→ **What to work on**
Name every method that the AudioTransport interface declares in the page on transport providers below.

→ **Passage for review**
┄┄┄┄┄┄┄┄┄┄┄┄┄┄┄┄┄┄┄┄
Transport Providers — Voice I/O

Beluga AI provides a unified transport.AudioTransport interface for bidirectional audio I/O between clients and the voice pipeline. Transport providers abstract the underlying protocol (WebSocket, WebRTC, server-to-server) so that voice processing logic remains transport-agnostic.

How It Works

All transport providers implement the same interface:

type AudioTransport interface {
    Recv(ctx context.Context) (<-chan voice.Frame, error)
    Send(ctx context.Context, frame voice.Frame) error
    AudioOut() io.Writer
    Close() error
}

You can instantiate any provider two ways:

Via the registry (recommended for dynamic configuration):

import (
    "github.com/lookatitude/beluga-ai/voice/transport"
┄┄┄┄┄┄┄┄┄┄┄┄┄┄┄┄┄┄┄┄
→ **Stored data**
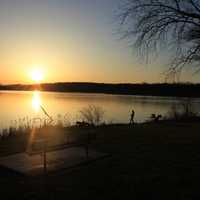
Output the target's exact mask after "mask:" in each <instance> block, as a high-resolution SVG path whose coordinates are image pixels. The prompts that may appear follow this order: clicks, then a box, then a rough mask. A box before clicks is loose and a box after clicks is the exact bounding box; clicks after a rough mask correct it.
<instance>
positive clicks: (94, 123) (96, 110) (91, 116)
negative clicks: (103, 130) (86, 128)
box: [80, 105, 105, 126]
mask: <svg viewBox="0 0 200 200" xmlns="http://www.w3.org/2000/svg"><path fill="white" fill-rule="evenodd" d="M104 113H105V112H104V110H103V109H102V108H101V107H99V106H96V105H89V106H87V107H85V108H82V110H80V115H81V119H82V120H83V121H85V122H87V123H89V124H91V125H96V126H97V125H100V124H101V123H102V121H103V117H104Z"/></svg>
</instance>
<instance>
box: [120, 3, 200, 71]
mask: <svg viewBox="0 0 200 200" xmlns="http://www.w3.org/2000/svg"><path fill="white" fill-rule="evenodd" d="M120 20H121V25H122V27H123V29H122V30H123V37H124V38H129V39H131V41H133V44H134V46H135V47H136V48H137V49H138V50H139V53H140V54H141V55H146V56H147V55H148V54H149V53H150V52H152V50H153V52H155V51H157V50H159V49H160V47H161V46H163V45H164V46H165V45H166V46H168V47H169V46H170V48H171V47H172V48H173V49H174V50H173V51H174V56H172V59H171V67H170V69H171V70H172V71H174V72H175V71H176V72H178V71H179V70H181V69H182V68H183V67H185V66H190V67H191V66H193V67H194V66H195V67H197V68H196V69H197V71H198V70H199V68H198V66H199V63H200V1H199V0H125V1H124V2H123V5H122V6H121V8H120Z"/></svg>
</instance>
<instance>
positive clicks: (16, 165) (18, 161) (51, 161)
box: [0, 147, 108, 175]
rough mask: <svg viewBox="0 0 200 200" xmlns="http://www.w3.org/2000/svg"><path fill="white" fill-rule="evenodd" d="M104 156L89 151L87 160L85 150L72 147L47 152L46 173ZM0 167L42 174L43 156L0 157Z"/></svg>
mask: <svg viewBox="0 0 200 200" xmlns="http://www.w3.org/2000/svg"><path fill="white" fill-rule="evenodd" d="M106 156H108V155H107V154H103V153H99V152H96V151H93V150H89V156H88V158H87V157H86V152H85V149H84V148H81V147H72V148H66V149H61V150H56V151H51V152H47V153H46V158H47V171H48V172H52V171H56V170H60V169H67V168H72V167H76V166H78V165H81V164H86V163H88V162H91V161H94V160H97V159H100V158H103V157H106ZM0 165H2V166H4V167H6V168H9V169H12V170H14V171H16V172H19V173H22V174H25V175H37V174H42V173H43V155H42V154H34V155H29V154H27V153H18V154H14V155H10V156H6V157H0Z"/></svg>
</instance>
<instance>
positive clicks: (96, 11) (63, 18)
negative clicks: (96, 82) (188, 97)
mask: <svg viewBox="0 0 200 200" xmlns="http://www.w3.org/2000/svg"><path fill="white" fill-rule="evenodd" d="M119 1H120V0H0V30H1V31H0V44H1V45H0V70H1V71H0V74H1V76H0V83H2V84H12V83H22V84H24V83H32V82H33V80H32V78H31V72H32V71H33V70H35V69H39V70H40V71H41V73H43V77H44V79H43V80H42V81H43V82H109V83H127V82H128V83H142V82H151V83H152V82H163V81H164V76H163V74H162V72H163V71H164V70H166V63H165V60H167V59H166V58H163V57H162V56H161V58H158V59H153V62H152V61H151V62H150V63H148V64H147V63H145V62H142V61H141V60H139V59H138V58H137V57H136V56H135V54H134V50H133V49H132V48H131V47H130V44H129V43H127V41H124V40H120V39H119V38H120V36H119V34H117V33H118V31H117V30H118V29H119V24H118V21H117V17H116V16H117V13H118V9H119ZM199 78H200V76H199V74H197V75H192V73H190V72H187V71H186V72H185V74H183V76H182V81H194V82H198V81H199Z"/></svg>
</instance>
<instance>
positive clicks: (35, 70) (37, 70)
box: [30, 69, 44, 83]
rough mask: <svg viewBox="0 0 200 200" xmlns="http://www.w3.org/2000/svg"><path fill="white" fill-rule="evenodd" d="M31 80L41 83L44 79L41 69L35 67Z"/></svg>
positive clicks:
┄┄┄┄┄┄┄┄┄┄┄┄┄┄┄┄┄┄┄┄
→ **Output below**
Recv, Send, AudioOut, Close